Equity Registration Rights Agreement

On May 10, 2018, the Company entered into a Registration Rights Agreement (the “Original Equity Registration Rights Agreement”) with certain of the Apollo Funds and the Riverstone Funds, certain funds controlled by Franklin Advisers, Inc. (“Franklin”) and certain clients of MacKay Shields LLC (“MacKay Shields”), relating to the registered resale of the Company’s common stock owned by such parties as of the closing of the Stone Combination (the “Original Registrable Securities”).

The Company and the Riverstone Sellers (and their designated affiliates) agreed under the Purchase Agreements to enter into an amendment to the Original Equity Registration Rights Agreement (such amendment, the “Registration Rights Agreement Amendment,” and the Original Equity Registration Rights Agreement, as amended by the Registration Rights Agreement Amendment, the “Registration Rights Agreement”). The Registration Rights Agreement Amendment will add each of the Riverstone Sellers (or one or more of its designated affiliates) as parties to the Registration Rights Agreement and provide such parties with customary registration rights with respect to the Series A Convertible Preferred Stock (and Conversion Stock) that the Riverstone Sellers received at the closing of the ILX and Castex Acquisition (the “New Registrable Securities” and together with the Original Registrable Securities, the “Registrable Securities”). Under the Registration Rights Agreement, the Company is required to file a shelf registration statement within 30 days of the Company’s receipt of written request by a holder of Registrable Securities (a “Holder”). Each Holder will be limited to two demand registrations in any twelve-month period.

The Holders have the right to request that we initiate underwritten offerings of the Company’s common stock; provided, that the Apollo Funds and the Riverstone Funds will have the right to demand three underwritten offerings in any twelve-month period, and Franklin and MacKay Shields will only have the collective right to demand one underwritten offering. The Holders have customary piggyback rights with respect to any underwritten offering that we conduct for as long as the Holders and their respective affiliates own 5% of the Registrable Securities. Each Holder will agree to a lock up with underwriters in the event of an underwritten offering, provided that the lock up will not apply to any Holder who does not have a right to participate in such underwritten offering. The Registration Rights Agreement has terminated with respect to Franklin and will terminate with respect to MacKay Shields in the event that MacKay Shields ceases to beneficially own 5% or more of the then outstanding shares of the Company’s common stock. The Registration Rights Agreement will otherwise terminate at such time as there are no Registrable Securities outstanding.

In connection with the closing of the ILX and Castex Acquisition, and pursuant to the Purchase Agreements, as amended, the Company and ILX Holdings, LLC, ILX Holdings II, LLC, ILX Holdings III LLC and Riverstone V Castex 2014 Holdings, L.P., a Delaware limited partnership and designee of Castex Energy 2014, LLC, entered into the Registration Rights Agreement Amendment to the Registration Rights Agreement to, among other things, add each of the Riverstone Sellers (or one or more of its designated affiliates) as parties to the Registration Rights Agreement and provide such parties with customary registration rights with respect to the Company’s Series A Convertible Preferred Stock issued to the Riverstone Sellers at the closing of the ILX and Castex Acquisition.

DATA BLOCK
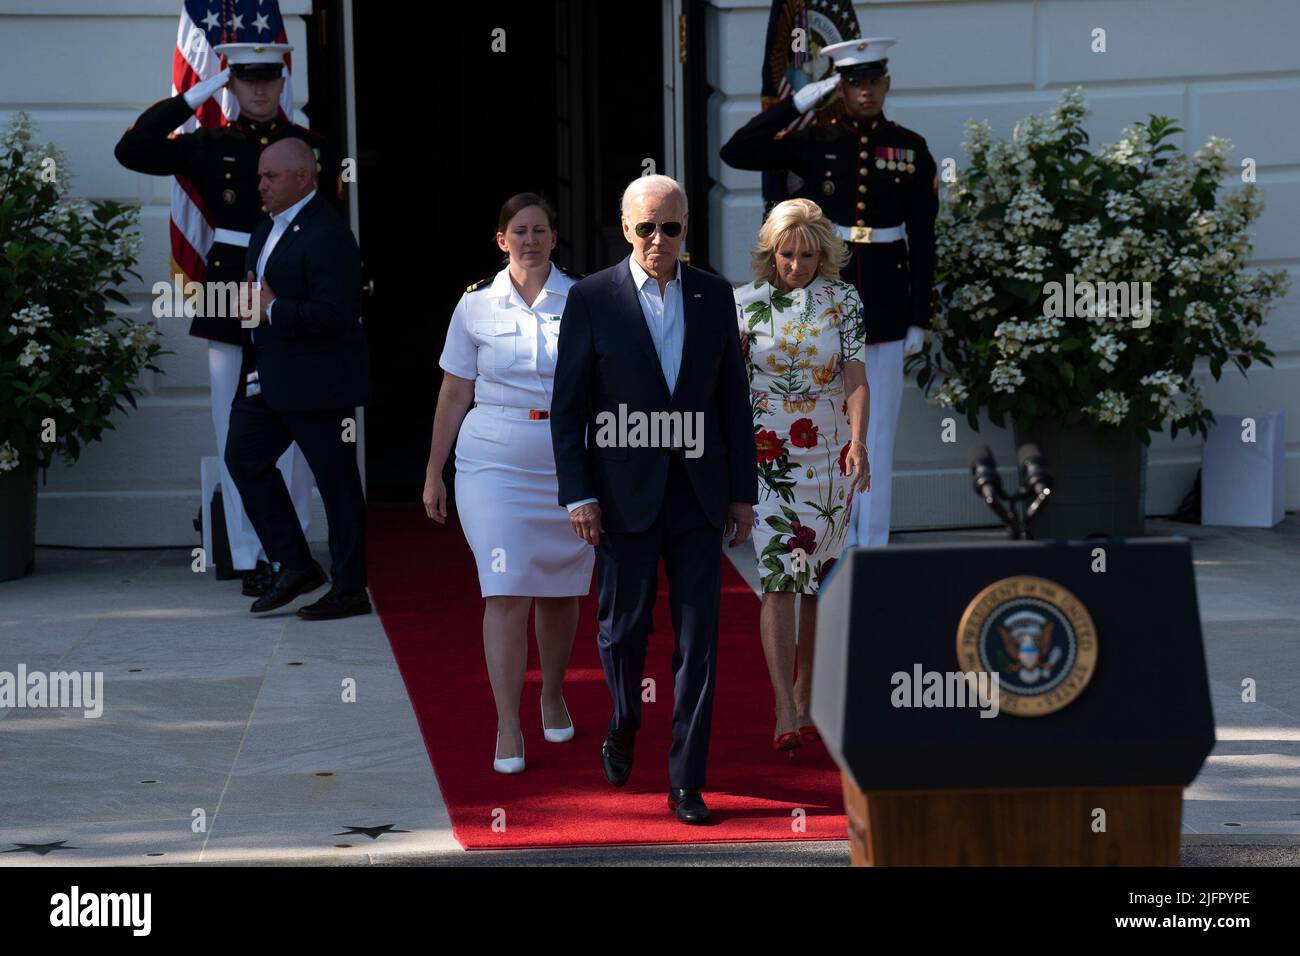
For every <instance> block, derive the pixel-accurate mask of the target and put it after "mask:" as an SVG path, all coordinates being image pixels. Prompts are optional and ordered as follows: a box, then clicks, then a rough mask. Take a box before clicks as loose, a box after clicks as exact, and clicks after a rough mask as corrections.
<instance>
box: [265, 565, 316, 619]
mask: <svg viewBox="0 0 1300 956" xmlns="http://www.w3.org/2000/svg"><path fill="white" fill-rule="evenodd" d="M328 580H329V578H328V576H326V575H325V568H322V567H321V566H320V564H318V563H317V562H315V561H313V562H312V566H311V567H308V568H305V570H303V571H290V570H287V568H279V572H278V574H276V576H274V578H272V580H270V588H268V589H266V593H265V594H263V596H261V597H259V598H257V600H256V601H253V602H252V607H250V610H251V611H252V613H253V614H261V613H263V611H273V610H276V609H277V607H283V606H285V605H286V604H289V602H290V601H292V600H294V598H295V597H298V596H299V594H305V593H307V592H309V591H316V588H318V587H320V585H322V584H325V581H328Z"/></svg>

WORK ORDER
Repeat everything in the registration rights agreement text from "In connection with" down to "and Castex Acquisition.". The data has no connection to the agreement text.

YOUR SOLUTION
In connection with the closing of the ILX and Castex Acquisition, and pursuant to the Purchase Agreements, as amended, the Company and ILX Holdings, LLC, ILX Holdings II, LLC, ILX Holdings III LLC and Riverstone V Castex 2014 Holdings, L.P., a Delaware limited partnership and designee of Castex Energy 2014, LLC, entered into the Registration Rights Agreement Amendment to the Registration Rights Agreement to, among other things, add each of the Riverstone Sellers (or one or more of its designated affiliates) as parties to the Registration Rights Agreement and provide such parties with customary registration rights with respect to the Company’s Series A Convertible Preferred Stock issued to the Riverstone Sellers at the closing of the ILX and Castex Acquisition.